## Kaynak Metin
○ ○ ○ ○ ○ ○ ○

Günümüzde ise, iktidardaki AK Parti lideri ve Cumhurbaşkanı Erdoğan sanki Menderes, ana muhalefet partisi CHP’nin lideri Kılıçdaroğlu ise “ikinci bir İnönü rolü” nü, tarihten dersler almaksızın oynuyorlar görünümündedirler. Kötü İttihatçı – İtilafçı ve kötü Menderes – İnönü muhalefet örneklerinin günümüzde Erdoğan – Kılıçdaroğlu ikilisi nezdinde yeniden ortaya çıkmasını Türkiye zor kaldırır. Hayra alâmet değildir; çıkmaz sokmaktır.
Günümüzün siyasileri tarihimizden dersler çıkararak akıllarını başlarına almak zorundadırlar. Üsluplar yumuşatılmalı, toplum gerilmelidir. CHP lideri Kılıçdaroğlu’nun “Firavunları iktidardan indireceğiz”, “Tek Adam rejimini yıkacağız”, “Erken seçime git”, “Sen sözde cumhurbaşkanısın, benim cumhurbaşkanım değilsin, seni devireceğim”, “Erdoğan’dan kaymakamlara kadar bunların hepsi militandır” vb. demesi yanında, CHP Mersin eski milletvekili, Aytuğ Atıcı’nın “Erdoğan yarın devrilmeli, net olarak söylüyorum, bu uğrunda canımı veririm” demesinin ardından, Erdoğan’ın da bunlara iyice sertleşerek, “Kılıçdaroğlu partisinin başına kasetle gelmiş tek lider”, “CHP’de Tek Adam siyaseti var, Kılıçdaroğlu diktatör oldu, Tek Adam herkesi harcadı”, “Tek parti faşizmine hâlâ özlem duyuyorlar, milli irade düşmanlıkları bu sebeptendir”, “Bunlar DHP-C’lidirler”, “Erken seçim yok, seçim 2023’de” “Bunların defterlerini dürene kadar mücadeleye devam edeceğiz” vb. üslupları çok sert ve iyi işleyen demokrasilerde sarf edilemeyecek yeni sorunlar doğurucu üsluplardır.

○ ○ ○ ○ ○ ○ ○

## Yönergeler
1. Siyasetteki sert üslubu ele alan kaynak metne göre Erdoğan, Kılıçdaroğlu'nun partisinin başına nasıl geldiğini söylemiştir?
2. Siyasetteki sert üslubu ele alan kaynak metni son cümlesinden sonra kaldığı yerden sürdürün.

(Konum tanımlama öğeleri)
○ ○ ○ ○ ○ ○ ○

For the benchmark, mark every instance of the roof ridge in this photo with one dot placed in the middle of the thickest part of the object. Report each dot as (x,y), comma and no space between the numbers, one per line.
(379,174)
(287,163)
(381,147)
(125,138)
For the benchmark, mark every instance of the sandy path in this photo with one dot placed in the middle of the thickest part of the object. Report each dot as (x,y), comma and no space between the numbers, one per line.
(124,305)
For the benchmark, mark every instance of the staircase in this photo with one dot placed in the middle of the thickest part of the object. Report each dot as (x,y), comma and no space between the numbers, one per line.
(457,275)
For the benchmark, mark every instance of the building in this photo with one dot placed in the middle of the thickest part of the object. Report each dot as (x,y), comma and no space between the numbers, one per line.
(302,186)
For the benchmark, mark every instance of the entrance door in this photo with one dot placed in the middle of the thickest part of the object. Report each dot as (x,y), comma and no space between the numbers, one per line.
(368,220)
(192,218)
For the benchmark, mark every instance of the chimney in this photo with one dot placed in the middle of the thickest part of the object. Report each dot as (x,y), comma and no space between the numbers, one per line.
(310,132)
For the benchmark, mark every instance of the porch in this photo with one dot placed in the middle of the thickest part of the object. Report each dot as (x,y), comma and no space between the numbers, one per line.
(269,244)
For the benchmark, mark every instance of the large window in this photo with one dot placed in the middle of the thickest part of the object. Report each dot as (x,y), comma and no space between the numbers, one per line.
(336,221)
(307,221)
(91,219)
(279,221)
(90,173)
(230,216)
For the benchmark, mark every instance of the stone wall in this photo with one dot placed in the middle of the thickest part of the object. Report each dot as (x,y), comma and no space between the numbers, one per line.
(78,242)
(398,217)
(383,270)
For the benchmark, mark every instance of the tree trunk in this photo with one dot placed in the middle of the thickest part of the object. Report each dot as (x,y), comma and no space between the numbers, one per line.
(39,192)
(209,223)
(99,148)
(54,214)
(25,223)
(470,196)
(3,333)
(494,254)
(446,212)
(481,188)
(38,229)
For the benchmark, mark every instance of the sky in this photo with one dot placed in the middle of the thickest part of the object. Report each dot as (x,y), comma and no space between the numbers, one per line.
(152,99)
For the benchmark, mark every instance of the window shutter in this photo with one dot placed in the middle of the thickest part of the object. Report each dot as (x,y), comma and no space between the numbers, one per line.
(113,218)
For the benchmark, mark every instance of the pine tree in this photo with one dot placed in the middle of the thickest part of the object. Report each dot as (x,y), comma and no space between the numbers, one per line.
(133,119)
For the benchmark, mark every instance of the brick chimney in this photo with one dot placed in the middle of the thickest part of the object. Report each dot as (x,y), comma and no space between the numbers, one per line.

○ ○ ○ ○ ○ ○ ○

## Görev Yanıtları
1. Kılıçdaroğlu'nun partisinin başına kasetle geldiğini söylemiştir.

2.
Mecliste grubu bulunan diğer partilerden İyi Parti ve MHP’nin liderlerinin ise, radikalleşen üsluplarının “sertleşmesi” kendisini iyice gösterdi. HDP ise, zaten bilinen bir gerçektir. Türkiye’nin hiçbir “ulusal çıkarı” nda müspet imzası yoktur.
İktidarı ve muhalefetiyle en kötü muhalefet örneklerinin sergilendiği böyle bir ortamda, yandaş medyaların da ortamı sakinleştirecekleri yerde “yangına körükle” gitmeleri, hayra alâmet olmayışları büsbütün takviye etmektedir.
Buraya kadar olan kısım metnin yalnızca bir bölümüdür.